- [What is required] Copy every line, leaving nothing out and adding nothing.

================

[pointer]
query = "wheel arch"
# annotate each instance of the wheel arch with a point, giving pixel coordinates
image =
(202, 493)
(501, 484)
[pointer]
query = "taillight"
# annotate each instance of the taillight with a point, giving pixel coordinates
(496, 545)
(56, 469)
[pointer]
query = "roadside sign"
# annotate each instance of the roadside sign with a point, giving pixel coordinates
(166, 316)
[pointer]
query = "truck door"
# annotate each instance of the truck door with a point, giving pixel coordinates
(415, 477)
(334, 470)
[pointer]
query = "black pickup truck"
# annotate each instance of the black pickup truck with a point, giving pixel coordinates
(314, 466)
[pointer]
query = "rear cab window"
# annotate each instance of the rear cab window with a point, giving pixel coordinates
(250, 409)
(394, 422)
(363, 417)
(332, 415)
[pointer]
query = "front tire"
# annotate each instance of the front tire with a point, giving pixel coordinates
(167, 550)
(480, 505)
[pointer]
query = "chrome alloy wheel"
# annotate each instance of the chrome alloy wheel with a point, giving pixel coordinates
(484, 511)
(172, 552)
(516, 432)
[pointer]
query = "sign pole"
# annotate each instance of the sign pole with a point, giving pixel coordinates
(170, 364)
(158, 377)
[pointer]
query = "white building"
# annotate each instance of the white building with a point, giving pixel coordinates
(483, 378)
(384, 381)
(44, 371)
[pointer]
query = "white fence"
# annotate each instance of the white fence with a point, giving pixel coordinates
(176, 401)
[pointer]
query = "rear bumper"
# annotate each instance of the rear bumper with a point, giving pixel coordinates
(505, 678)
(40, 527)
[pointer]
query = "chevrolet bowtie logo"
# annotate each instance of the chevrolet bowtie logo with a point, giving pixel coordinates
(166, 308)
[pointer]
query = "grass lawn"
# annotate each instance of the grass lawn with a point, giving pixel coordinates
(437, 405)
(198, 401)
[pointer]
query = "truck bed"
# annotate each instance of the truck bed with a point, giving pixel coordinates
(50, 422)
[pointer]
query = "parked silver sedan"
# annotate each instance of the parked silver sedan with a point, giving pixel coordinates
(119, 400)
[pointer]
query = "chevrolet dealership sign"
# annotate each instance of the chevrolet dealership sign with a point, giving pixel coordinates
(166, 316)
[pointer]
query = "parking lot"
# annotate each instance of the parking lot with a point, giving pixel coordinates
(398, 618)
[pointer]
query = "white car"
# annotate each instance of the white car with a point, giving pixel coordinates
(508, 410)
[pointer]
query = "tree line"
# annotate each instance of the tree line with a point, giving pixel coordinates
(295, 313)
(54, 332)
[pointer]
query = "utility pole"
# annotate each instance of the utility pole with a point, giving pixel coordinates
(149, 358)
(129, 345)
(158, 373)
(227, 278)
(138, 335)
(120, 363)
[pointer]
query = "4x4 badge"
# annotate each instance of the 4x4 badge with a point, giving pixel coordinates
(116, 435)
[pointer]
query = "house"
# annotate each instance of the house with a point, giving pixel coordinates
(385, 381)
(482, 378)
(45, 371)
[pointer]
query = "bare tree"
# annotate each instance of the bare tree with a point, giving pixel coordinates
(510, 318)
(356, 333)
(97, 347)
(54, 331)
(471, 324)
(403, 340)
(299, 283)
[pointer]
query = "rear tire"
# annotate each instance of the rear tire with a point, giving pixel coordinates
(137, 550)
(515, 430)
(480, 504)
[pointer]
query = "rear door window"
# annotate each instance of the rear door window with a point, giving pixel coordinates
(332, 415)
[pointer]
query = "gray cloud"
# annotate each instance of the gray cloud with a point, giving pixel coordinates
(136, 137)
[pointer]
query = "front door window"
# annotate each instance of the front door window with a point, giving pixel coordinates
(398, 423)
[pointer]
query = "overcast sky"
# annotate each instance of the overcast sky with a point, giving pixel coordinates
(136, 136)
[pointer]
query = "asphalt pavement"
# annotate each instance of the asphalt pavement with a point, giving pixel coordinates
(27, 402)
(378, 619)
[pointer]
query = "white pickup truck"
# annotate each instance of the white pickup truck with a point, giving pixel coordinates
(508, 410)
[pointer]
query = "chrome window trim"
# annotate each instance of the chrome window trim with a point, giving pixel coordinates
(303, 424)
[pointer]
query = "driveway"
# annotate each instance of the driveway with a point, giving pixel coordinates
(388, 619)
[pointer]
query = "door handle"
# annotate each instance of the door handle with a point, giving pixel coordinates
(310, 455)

================

- [Complete answer]
[pointer]
query = "wheel arch"
# annotate each instance of the wheel arch with a point, giving pixel coordinates
image =
(202, 493)
(501, 484)
[pointer]
query = "taillight"
# annotate each instance of the taillight with a point, giving pixel coordinates
(496, 545)
(56, 469)
[pointer]
query = "roadside sign"
# annotate each instance of the roadside sign with a point, giving pixel coordinates
(166, 316)
[pointer]
query = "truck door"
# annotate each instance of the truck door with a point, giving pixel coordinates
(415, 477)
(334, 470)
[pointer]
query = "black pickup truck"
# annotate each instance of the black pickup truck with a point, giving pixel coordinates
(314, 466)
[pointer]
query = "rear cab window"
# annotate each instance of the rear cab window with a point, giving pixel coordinates
(250, 409)
(394, 422)
(363, 417)
(332, 415)
[pointer]
query = "front tire"
# annotate each instance of the front tire with a point, giving pixel coordinates
(167, 550)
(480, 505)
[pointer]
query = "chrome alloy wheel"
# annotate each instance of the chrome alloy wheel with a point, giving pixel coordinates
(484, 511)
(172, 552)
(516, 432)
[pointer]
query = "sign pole"
# annotate each instance of the sign pole with a point, giving pixel coordinates
(170, 364)
(158, 377)
[pointer]
query = "white building"
# annotate each instance of the white building with a point, giving pixel coordinates
(483, 378)
(384, 381)
(44, 371)
[pointer]
query = "white fence"
# annotate each instance of the white fence with a point, giving pixel coordinates
(176, 401)
[pointer]
query = "rear bumper"
# annotate each instance of the rear bumper with a point, giving pixel coordinates
(505, 678)
(40, 527)
[pointer]
query = "chevrolet bowtie logo"
# annotate each instance of the chevrolet bowtie logo with a point, giving pixel coordinates
(166, 308)
[pointer]
query = "grass lawn"
# annotate each instance of the grass lawn with a point, giving pixel coordinates
(437, 405)
(198, 401)
[pointer]
query = "truck bed"
# annotate each instance of the truck bed with a point, giving pixel coordinates
(50, 422)
[pointer]
query = "parked silver sedan"
# annotate each instance of the parked silver sedan with a point, giving pixel coordinates
(119, 400)
[pointer]
query = "chevrolet dealership sign"
# annotate each instance of the chevrolet dealership sign with a point, giving pixel coordinates
(166, 316)
[pointer]
query = "parking lot"
# annotate each instance of the parking lot with a point, giving pixel coordinates
(398, 618)
[pointer]
query = "white car"
# annotate each instance of the white car with a point, giving pixel coordinates
(508, 410)
[pointer]
query = "tree line"
# annotate each instance of the tree line with a point, giving pixel coordinates
(295, 313)
(54, 332)
[pointer]
query = "utility pole"
# annotate each instance of the utility pole with a point, giving pixel coordinates
(149, 358)
(129, 345)
(158, 373)
(227, 278)
(138, 335)
(120, 363)
[pointer]
query = "4x4 badge"
# annotate each instance of the 4x4 badge with a point, giving pixel coordinates
(116, 435)
[pointer]
query = "house"
# annotate each instance of the house with a point, giving pixel coordinates
(385, 381)
(482, 378)
(45, 371)
[pointer]
query = "bare tree"
# annotate each instance of the bare tree with a point, giving pixel coordinates
(510, 318)
(356, 333)
(97, 347)
(54, 331)
(471, 324)
(403, 340)
(299, 283)
[pointer]
query = "rear tire"
# annotate each instance of the rear tire with a point, giving pixel coordinates
(137, 550)
(515, 430)
(480, 504)
[pointer]
query = "rear door window"
# annotate each instance of the rear door window with a point, giving pixel coordinates
(332, 415)
[pointer]
query = "gray cloud"
# annotate each instance of the gray cloud with a point, giving pixel coordinates
(136, 137)
[pointer]
query = "front door window"
# annotate each instance of the front door window with a point, giving pixel coordinates
(398, 423)
[pointer]
query = "overcast sky"
# annotate each instance of the overcast sky with a point, giving pixel coordinates
(136, 136)
[pointer]
query = "asphalt pavement"
# annotate each instance of the asphalt pavement with a point, giving pixel coordinates
(27, 402)
(378, 619)
[pointer]
query = "white pickup truck"
# annotate each instance of the white pickup truck with a point, giving pixel coordinates
(508, 410)
[pointer]
query = "chrome window trim"
# annotate each instance of the chrome window trim with a point, giving pixel coordinates
(303, 424)
[pointer]
query = "driveway"
# annotate each instance of the driveway with a point, giving pixel coordinates
(388, 619)
[pointer]
query = "door handle"
# annotate each instance of the door handle with a point, giving pixel coordinates
(310, 455)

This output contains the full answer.